◆ Compito da svolgere: Trascrivi senza modifiche, dal brano sulla Mozzarella di Bufala Campana Dop, la parte che si apre con le parole contenenti "Alla Mozzarella di Bufala Campana" e si chiude con "sottoposte ad indagine.".

◆ Brano selezionato:
● ● ●

E così sono piovuti a centinaia i commenti, molti di condanna - per una  situazione in cui il consumatore medio si trova quantomeno a disagio - e altri di taglio totalmente diverso, vale a dire di stampo minaccioso nei confronti delle due testate e di almeno uno dei due giornalisti (vi confessiamo: non siamo riusciti a leggerli tutti, per quanti sono!). Insomma, un polverone senza che nulla di nuovo sia accaduto in questo ultimo periodo.
Senza una risposta plausibile ai dubbi che questa convergenza di editoriali intenti produce, ci piace dare spazio ad un bel pezzo di Mimmo Pelagalli, giornalista campano tra i più esperti conoscitori di quella realtà. Il suo è un pezzo obiettivo e pacato - finalmente - che ben descrive il clima esistente in quel comparto oggi, e che verosimilmente lo accompagnerà sino alla data del prossimo pronunciamento dei giudici. _____________
Mozzarella di Bufala Campana Dop, la Storia utile a capire il presente
di Mimmo Pelagalli
Alla Mozzarella di Bufala Dop tocchera' attendere il 30 novembre per sapere se alcuni dei suoi principali produttori saranno o meno arrestati per associazione per delinquere semplice,  finalizzata alla frode in commercio,  con l’aggravante di frode su prodotti a Denominazione di origine.
A decidere sulla misura cautelare per trentanove persone e sul sequestro di circa trenta caseifici, sara' il Tribunale del Riesame di Napoli.
Il giudice per le indagini preliminari del capoluogo campano, Anita Polito, ha respinto con ordinanza motivata – ben 124 pagine – la richiesta d'arresto formulata dai sostituti procuratori della Repubblica della Direzione Distrettuale Antimafia partenopea Giovanni Conzo, Alessandro D’Alessio e Maurizio Giordano, richiesta in relazione all’ipotesi di reato prevista dall’articolo 416 del Codice Penale: l’associazione a delinquere. Ma ha confermato la sussistenza del reato di frode in commercio aggravata. Il giudice Polito, tra l’altro, non ritiene che sussista il pericolo per un danno grave ed irreparabile per il settore e l’attualità dello stesso.
Alla Mozzarella di Bufala Campana Dop tocca ancora attendere per sapere se risponde al vero che una complessa organizzazione criminale, capeggiata da Giuseppe Mandara, sia o meno esistita, abbia o non abbia effettivamente frodato la pubblica fede con l’utilizzo di latte concentrato, congelato e di provenienza estera. Magari di bufala ma non Dop.
Fatti avvenuti - secondo l’indagine - tra il 2007 ed il 2010, gravissimi se provati, e non solo per le persone sottoposte ad indagine.

● ● ●

◆ Sezione dati:
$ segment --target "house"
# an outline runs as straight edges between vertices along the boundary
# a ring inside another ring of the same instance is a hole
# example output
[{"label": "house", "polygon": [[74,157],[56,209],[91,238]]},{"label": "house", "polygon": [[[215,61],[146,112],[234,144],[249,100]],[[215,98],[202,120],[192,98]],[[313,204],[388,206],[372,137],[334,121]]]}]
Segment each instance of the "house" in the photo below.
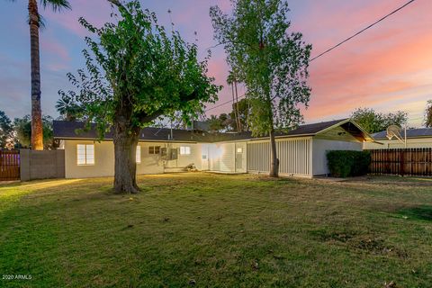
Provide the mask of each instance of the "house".
[{"label": "house", "polygon": [[[405,138],[404,131],[400,132],[402,140]],[[372,135],[375,142],[364,142],[364,149],[388,149],[403,148],[405,143],[395,138],[389,140],[387,131],[381,131]],[[407,148],[432,148],[432,129],[409,129],[407,130]]]},{"label": "house", "polygon": [[[54,122],[54,139],[65,150],[67,178],[112,176],[114,148],[112,133],[96,140],[94,129],[76,133],[83,123]],[[312,177],[327,175],[326,152],[362,150],[372,141],[351,120],[338,120],[300,126],[276,134],[280,175]],[[184,171],[194,165],[198,170],[221,173],[268,173],[268,138],[250,132],[209,133],[202,130],[145,128],[137,147],[137,174]]]}]

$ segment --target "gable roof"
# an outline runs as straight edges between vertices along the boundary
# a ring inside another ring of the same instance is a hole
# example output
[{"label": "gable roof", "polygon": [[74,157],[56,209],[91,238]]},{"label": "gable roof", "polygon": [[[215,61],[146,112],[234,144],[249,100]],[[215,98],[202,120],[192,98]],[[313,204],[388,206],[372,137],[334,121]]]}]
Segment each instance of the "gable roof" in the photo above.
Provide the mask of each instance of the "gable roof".
[{"label": "gable roof", "polygon": [[[356,135],[361,135],[364,139],[370,137],[363,129],[349,119],[334,120],[325,122],[301,125],[297,129],[289,130],[288,132],[276,132],[275,137],[306,137],[315,136],[319,133],[326,131],[337,126],[342,126],[348,132]],[[58,140],[96,140],[97,134],[95,125],[92,124],[92,129],[88,131],[81,131],[76,134],[76,130],[83,129],[83,122],[54,121],[53,134],[54,139]],[[221,142],[234,140],[248,140],[254,139],[262,139],[263,137],[253,137],[249,132],[224,132],[211,133],[202,130],[172,130],[173,139],[170,139],[171,129],[168,128],[154,128],[148,127],[141,130],[140,140],[148,141],[176,141],[176,142]],[[104,140],[112,140],[112,130],[106,133]],[[372,138],[371,138],[372,139]]]},{"label": "gable roof", "polygon": [[[404,137],[404,132],[401,132],[402,137]],[[376,140],[387,140],[387,131],[381,131],[378,133],[373,134],[373,137]],[[407,130],[407,138],[432,138],[432,128],[419,128],[419,129],[408,129]]]}]

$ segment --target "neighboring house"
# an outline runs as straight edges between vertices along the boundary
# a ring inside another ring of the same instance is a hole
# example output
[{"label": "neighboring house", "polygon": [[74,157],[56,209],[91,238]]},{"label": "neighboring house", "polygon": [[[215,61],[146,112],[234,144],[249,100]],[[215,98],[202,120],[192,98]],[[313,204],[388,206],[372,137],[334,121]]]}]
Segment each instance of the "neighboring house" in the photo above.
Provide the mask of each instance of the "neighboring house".
[{"label": "neighboring house", "polygon": [[[400,132],[402,140],[404,140],[404,131]],[[376,142],[365,142],[364,149],[388,149],[388,148],[403,148],[405,144],[403,141],[393,138],[387,138],[387,131],[381,131],[372,135]],[[432,148],[432,129],[409,129],[407,130],[407,148]]]},{"label": "neighboring house", "polygon": [[[67,178],[112,176],[112,134],[98,142],[94,130],[76,134],[83,123],[54,122],[54,138],[65,149]],[[327,175],[328,150],[362,150],[372,141],[350,120],[302,125],[288,133],[278,133],[276,144],[281,176],[312,177]],[[184,171],[194,164],[198,170],[226,173],[268,173],[268,138],[250,132],[205,131],[145,128],[137,148],[137,174]]]}]

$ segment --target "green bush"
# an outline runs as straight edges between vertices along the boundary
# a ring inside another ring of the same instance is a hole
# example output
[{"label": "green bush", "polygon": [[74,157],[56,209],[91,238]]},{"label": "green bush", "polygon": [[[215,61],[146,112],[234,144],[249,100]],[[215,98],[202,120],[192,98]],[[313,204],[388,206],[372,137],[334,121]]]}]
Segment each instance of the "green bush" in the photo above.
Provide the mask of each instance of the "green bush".
[{"label": "green bush", "polygon": [[327,152],[327,165],[335,177],[350,177],[366,175],[371,164],[368,151],[333,150]]}]

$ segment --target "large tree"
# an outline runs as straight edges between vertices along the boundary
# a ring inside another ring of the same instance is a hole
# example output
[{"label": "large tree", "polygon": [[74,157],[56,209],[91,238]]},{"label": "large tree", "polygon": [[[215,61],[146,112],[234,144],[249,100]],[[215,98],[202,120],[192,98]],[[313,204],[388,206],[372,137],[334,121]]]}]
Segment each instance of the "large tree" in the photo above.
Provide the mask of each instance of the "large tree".
[{"label": "large tree", "polygon": [[285,0],[231,0],[231,14],[211,8],[215,39],[223,44],[236,81],[244,83],[250,101],[248,119],[252,134],[268,135],[270,176],[278,176],[275,130],[289,130],[302,122],[307,105],[307,85],[311,46],[301,33],[288,32]]},{"label": "large tree", "polygon": [[428,101],[425,111],[425,126],[432,127],[432,100]]},{"label": "large tree", "polygon": [[13,131],[11,120],[6,113],[0,110],[0,149],[6,148],[11,141]]},{"label": "large tree", "polygon": [[382,113],[373,108],[357,108],[352,112],[351,119],[367,132],[377,133],[385,130],[390,125],[407,124],[408,113],[403,111]]},{"label": "large tree", "polygon": [[82,120],[82,108],[69,94],[61,94],[56,103],[56,109],[60,114],[60,117],[65,121],[72,122]]},{"label": "large tree", "polygon": [[112,129],[115,192],[138,193],[135,153],[141,129],[176,112],[186,122],[196,118],[205,102],[214,103],[220,87],[206,76],[207,60],[197,60],[197,47],[177,32],[168,35],[138,0],[109,1],[119,11],[112,14],[115,22],[97,28],[79,20],[95,37],[86,38],[87,72],[68,75],[78,90],[68,94],[82,105],[87,122],[96,123],[101,139]]},{"label": "large tree", "polygon": [[[15,1],[15,0],[10,0]],[[50,7],[54,12],[70,9],[68,0],[40,0],[43,8]],[[42,17],[39,13],[38,1],[29,0],[28,21],[30,25],[30,58],[32,81],[32,148],[43,149],[43,123],[40,107],[40,61],[39,48],[39,31],[43,26]]]}]

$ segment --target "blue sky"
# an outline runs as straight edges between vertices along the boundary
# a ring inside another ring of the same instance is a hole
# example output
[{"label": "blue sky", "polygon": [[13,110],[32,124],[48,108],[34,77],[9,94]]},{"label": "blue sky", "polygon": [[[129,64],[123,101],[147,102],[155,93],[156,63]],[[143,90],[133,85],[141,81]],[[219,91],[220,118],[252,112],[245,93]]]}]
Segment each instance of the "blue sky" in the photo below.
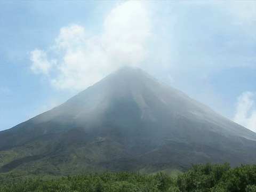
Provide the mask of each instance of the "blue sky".
[{"label": "blue sky", "polygon": [[124,65],[256,132],[256,2],[0,1],[0,130]]}]

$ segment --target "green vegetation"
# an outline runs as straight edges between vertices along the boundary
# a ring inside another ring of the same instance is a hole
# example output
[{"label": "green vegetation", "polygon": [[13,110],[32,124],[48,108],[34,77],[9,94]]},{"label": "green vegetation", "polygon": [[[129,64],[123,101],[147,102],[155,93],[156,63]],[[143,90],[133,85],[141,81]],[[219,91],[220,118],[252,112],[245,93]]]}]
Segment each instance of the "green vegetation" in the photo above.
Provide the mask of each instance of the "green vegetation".
[{"label": "green vegetation", "polygon": [[231,168],[222,165],[193,165],[172,177],[163,172],[146,175],[118,172],[78,174],[47,180],[30,179],[0,185],[4,191],[256,191],[256,164]]}]

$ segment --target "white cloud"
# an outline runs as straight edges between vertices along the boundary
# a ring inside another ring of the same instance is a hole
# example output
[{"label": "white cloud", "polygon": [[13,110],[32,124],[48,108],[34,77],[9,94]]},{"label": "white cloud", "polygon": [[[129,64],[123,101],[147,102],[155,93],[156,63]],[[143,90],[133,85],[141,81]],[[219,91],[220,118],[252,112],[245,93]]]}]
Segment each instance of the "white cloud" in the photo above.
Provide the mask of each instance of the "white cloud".
[{"label": "white cloud", "polygon": [[[100,34],[89,35],[76,24],[62,27],[47,54],[31,52],[31,69],[51,74],[50,81],[57,88],[86,88],[122,66],[141,65],[147,55],[150,27],[143,2],[125,2],[111,10]],[[54,59],[49,61],[49,55]]]},{"label": "white cloud", "polygon": [[30,60],[33,65],[30,69],[35,74],[42,73],[47,75],[50,68],[55,62],[52,60],[48,61],[47,55],[44,51],[35,49],[30,52]]},{"label": "white cloud", "polygon": [[248,91],[237,97],[234,121],[256,132],[255,96]]}]

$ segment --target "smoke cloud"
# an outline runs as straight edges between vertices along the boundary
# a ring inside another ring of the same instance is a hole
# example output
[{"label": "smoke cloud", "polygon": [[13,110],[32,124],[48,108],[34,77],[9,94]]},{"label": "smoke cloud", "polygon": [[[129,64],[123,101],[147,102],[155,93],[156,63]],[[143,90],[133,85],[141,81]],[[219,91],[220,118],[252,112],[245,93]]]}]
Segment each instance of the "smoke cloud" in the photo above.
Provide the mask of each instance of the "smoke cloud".
[{"label": "smoke cloud", "polygon": [[58,89],[82,90],[124,65],[139,66],[148,54],[151,23],[143,2],[118,5],[104,21],[102,33],[90,35],[75,23],[60,29],[55,44],[30,52],[31,70],[47,75]]},{"label": "smoke cloud", "polygon": [[237,98],[234,121],[256,132],[256,94],[248,91]]}]

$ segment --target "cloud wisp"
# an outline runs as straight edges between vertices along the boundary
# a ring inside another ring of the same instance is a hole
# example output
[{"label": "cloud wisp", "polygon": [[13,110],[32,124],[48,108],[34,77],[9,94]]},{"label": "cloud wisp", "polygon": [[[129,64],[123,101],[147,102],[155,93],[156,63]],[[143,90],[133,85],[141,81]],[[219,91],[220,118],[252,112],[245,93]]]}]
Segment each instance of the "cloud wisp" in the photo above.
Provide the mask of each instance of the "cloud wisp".
[{"label": "cloud wisp", "polygon": [[143,3],[118,5],[106,17],[100,34],[90,35],[74,23],[62,27],[54,45],[30,52],[30,69],[46,75],[56,88],[80,90],[122,66],[139,66],[147,55],[145,44],[151,35]]},{"label": "cloud wisp", "polygon": [[247,91],[237,98],[234,121],[256,132],[256,93]]}]

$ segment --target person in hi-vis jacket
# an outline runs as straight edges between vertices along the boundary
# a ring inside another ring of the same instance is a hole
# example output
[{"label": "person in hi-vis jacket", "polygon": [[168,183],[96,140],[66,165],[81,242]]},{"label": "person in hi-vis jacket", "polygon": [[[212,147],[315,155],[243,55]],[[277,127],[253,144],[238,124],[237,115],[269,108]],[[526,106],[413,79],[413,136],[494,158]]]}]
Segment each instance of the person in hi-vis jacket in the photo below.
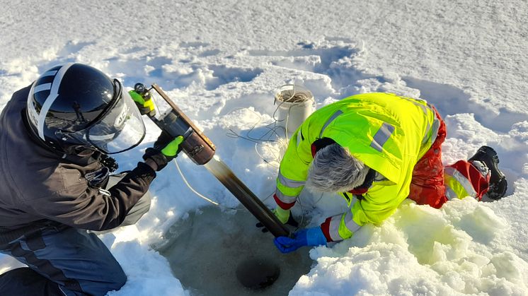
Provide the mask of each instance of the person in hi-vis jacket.
[{"label": "person in hi-vis jacket", "polygon": [[305,187],[340,193],[350,208],[292,237],[277,237],[275,245],[287,253],[348,239],[390,216],[407,198],[434,208],[466,196],[502,198],[507,182],[495,150],[483,146],[468,160],[444,167],[445,136],[438,112],[420,99],[365,93],[316,111],[280,162],[274,213],[283,223],[291,221],[290,208]]}]

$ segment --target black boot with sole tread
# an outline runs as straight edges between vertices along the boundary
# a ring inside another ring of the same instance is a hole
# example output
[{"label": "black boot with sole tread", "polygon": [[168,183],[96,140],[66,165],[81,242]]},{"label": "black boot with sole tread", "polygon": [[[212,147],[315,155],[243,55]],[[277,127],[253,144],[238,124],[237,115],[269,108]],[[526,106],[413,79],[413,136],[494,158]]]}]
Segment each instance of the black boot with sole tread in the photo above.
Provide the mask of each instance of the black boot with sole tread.
[{"label": "black boot with sole tread", "polygon": [[468,161],[478,160],[483,162],[491,172],[490,189],[486,194],[488,198],[498,200],[506,194],[507,182],[506,177],[498,168],[499,157],[491,147],[482,146]]}]

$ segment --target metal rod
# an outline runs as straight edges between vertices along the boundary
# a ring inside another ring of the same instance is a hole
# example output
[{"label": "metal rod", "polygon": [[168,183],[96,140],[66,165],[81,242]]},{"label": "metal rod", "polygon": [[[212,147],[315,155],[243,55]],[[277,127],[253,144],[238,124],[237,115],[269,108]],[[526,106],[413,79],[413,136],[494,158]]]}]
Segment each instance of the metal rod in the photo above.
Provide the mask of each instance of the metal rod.
[{"label": "metal rod", "polygon": [[229,167],[217,156],[204,165],[227,189],[240,201],[255,218],[257,218],[275,237],[289,237],[289,231],[279,221],[275,214],[251,192],[249,189],[233,173]]}]

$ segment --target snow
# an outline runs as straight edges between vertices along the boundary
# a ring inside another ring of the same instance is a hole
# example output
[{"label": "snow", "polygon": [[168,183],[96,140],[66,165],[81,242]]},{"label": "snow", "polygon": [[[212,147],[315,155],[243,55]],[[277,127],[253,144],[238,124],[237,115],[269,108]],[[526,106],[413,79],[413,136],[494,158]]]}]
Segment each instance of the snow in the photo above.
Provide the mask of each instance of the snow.
[{"label": "snow", "polygon": [[[281,143],[256,146],[229,130],[262,136],[273,123],[277,88],[302,84],[318,108],[372,91],[427,100],[447,124],[444,163],[466,158],[482,145],[495,148],[509,181],[507,196],[456,201],[440,210],[402,205],[350,239],[311,249],[313,266],[290,294],[528,295],[525,1],[1,3],[0,109],[40,73],[67,61],[91,64],[127,88],[156,83],[270,206]],[[122,169],[133,167],[157,136],[156,127],[146,123],[144,143],[117,155]],[[239,206],[204,167],[185,155],[178,162],[201,194]],[[193,292],[152,246],[208,203],[173,165],[159,174],[151,191],[151,211],[137,225],[100,236],[128,276],[112,295]],[[304,207],[294,213],[309,212],[310,225],[345,206],[332,196],[302,199]],[[236,242],[231,248],[258,247]],[[0,272],[20,266],[0,256]]]}]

● ● ●

◆ Risposta corretta:
Alla Mozzarella di Bufala Campana Dop tocca ancora attendere per sapere se risponde al vero che una complessa organizzazione criminale, capeggiata da Giuseppe Mandara, sia o meno esistita, abbia o non abbia effettivamente frodato la pubblica fede con l’utilizzo di latte concentrato, congelato e di provenienza estera. Magari di bufala ma non Dop.
Fatti avvenuti - secondo l’indagine - tra il 2007 ed il 2010, gravissimi se provati, e non solo per le persone sottoposte ad indagine.